# DIRECTIONS
Edit the data below by replacing every occurrence of "imperial state crown" with "royal crown". Leave everything else unchanged.

** Begin INPUT **

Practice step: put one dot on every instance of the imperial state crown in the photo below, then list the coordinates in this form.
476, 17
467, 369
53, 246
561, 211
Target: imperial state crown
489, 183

** End INPUT **

# REPLY
Practice step: put one dot on every instance of the royal crown in the photo below, then list the coordinates in this form.
476, 17
467, 369
53, 246
561, 211
Target: royal crown
489, 183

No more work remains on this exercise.